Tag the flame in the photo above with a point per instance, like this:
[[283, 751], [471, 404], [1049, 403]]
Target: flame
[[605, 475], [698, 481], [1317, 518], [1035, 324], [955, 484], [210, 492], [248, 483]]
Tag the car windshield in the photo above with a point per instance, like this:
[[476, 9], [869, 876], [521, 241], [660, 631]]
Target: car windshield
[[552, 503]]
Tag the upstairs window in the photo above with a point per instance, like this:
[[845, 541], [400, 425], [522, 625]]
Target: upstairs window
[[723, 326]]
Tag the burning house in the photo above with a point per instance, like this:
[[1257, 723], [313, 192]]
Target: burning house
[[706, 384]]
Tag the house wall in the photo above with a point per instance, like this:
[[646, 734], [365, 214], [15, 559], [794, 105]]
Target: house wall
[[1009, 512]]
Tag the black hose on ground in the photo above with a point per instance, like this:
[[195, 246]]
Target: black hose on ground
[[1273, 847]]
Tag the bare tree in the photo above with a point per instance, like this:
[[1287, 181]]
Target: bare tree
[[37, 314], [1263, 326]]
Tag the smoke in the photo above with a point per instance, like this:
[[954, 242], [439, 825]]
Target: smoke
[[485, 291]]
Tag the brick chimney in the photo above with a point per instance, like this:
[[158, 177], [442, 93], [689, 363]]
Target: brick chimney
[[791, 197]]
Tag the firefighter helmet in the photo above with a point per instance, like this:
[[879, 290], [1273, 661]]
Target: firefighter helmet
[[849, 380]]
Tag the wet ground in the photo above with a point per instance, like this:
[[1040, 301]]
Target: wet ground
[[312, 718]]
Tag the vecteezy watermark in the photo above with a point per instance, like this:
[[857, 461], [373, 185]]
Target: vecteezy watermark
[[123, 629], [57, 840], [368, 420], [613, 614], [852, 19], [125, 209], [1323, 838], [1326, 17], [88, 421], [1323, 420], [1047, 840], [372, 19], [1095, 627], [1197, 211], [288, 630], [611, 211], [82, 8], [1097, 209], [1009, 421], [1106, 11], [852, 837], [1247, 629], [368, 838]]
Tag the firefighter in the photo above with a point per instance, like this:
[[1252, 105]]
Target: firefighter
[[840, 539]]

* * *

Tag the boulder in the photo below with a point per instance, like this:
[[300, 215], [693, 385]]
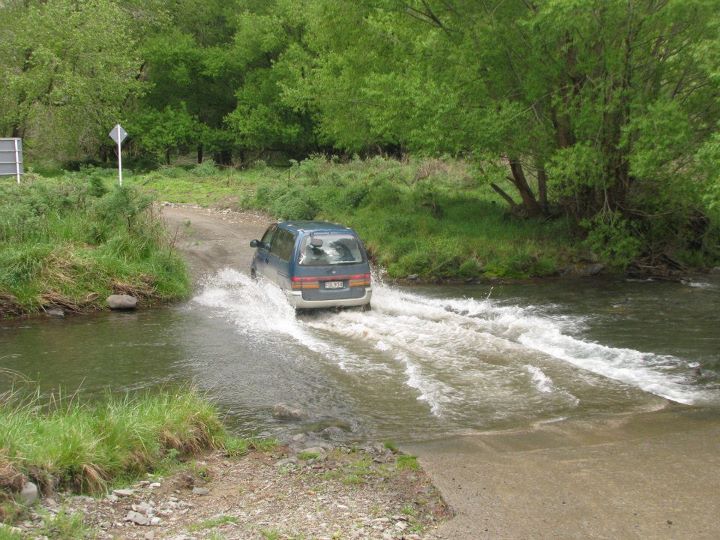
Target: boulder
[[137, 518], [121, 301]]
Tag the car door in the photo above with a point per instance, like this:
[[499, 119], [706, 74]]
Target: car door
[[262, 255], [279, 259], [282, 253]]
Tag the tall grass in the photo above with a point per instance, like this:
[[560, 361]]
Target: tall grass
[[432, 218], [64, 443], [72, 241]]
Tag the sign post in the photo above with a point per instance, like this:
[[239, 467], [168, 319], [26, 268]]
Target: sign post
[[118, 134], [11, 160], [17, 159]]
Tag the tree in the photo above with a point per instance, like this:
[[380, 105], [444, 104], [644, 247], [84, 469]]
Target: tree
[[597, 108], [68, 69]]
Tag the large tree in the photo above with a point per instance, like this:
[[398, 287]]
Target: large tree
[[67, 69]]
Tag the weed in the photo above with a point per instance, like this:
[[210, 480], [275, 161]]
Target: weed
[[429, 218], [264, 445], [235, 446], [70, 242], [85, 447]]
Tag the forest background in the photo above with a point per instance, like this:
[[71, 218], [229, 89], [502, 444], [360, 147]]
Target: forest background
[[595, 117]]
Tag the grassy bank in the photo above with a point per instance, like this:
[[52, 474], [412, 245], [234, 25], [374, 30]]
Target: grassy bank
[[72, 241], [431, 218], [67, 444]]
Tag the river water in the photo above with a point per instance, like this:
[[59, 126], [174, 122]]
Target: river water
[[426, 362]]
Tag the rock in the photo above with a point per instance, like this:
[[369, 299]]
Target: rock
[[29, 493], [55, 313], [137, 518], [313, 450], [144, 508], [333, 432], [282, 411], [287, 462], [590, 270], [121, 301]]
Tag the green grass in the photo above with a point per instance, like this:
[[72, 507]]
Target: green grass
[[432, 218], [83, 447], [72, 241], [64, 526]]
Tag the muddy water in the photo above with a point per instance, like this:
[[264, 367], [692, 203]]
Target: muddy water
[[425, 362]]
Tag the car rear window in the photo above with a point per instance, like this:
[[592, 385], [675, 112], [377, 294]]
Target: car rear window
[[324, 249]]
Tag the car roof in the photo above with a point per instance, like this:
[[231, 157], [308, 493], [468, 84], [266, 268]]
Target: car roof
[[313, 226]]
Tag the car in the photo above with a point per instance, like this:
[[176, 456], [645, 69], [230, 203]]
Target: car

◆ PROBLEM TO WORK ON: Put the lines from the one with "Tag the flame" through the one with "[[723, 326]]", both ends included, into a numbered list. Skip any blank lines and include no other lines.

◆ CORRECT ANSWER:
1. Tag the flame in the photo above with a point per instance, like this:
2. [[283, 751], [471, 404], [1049, 403]]
3. Target: flame
4. [[605, 475], [698, 481], [1317, 518], [1035, 324], [955, 484], [210, 492], [248, 483]]
5. Tag the car windshield in the photo above with a point per instance, like this:
6. [[476, 9], [869, 876], [521, 241], [660, 631]]
7. Target: car windshield
8. [[552, 503]]
9. Tag the upstairs window in the photo above with a point per instance, like this:
10. [[845, 541], [400, 425], [522, 625]]
11. Target: upstairs window
12. [[723, 326]]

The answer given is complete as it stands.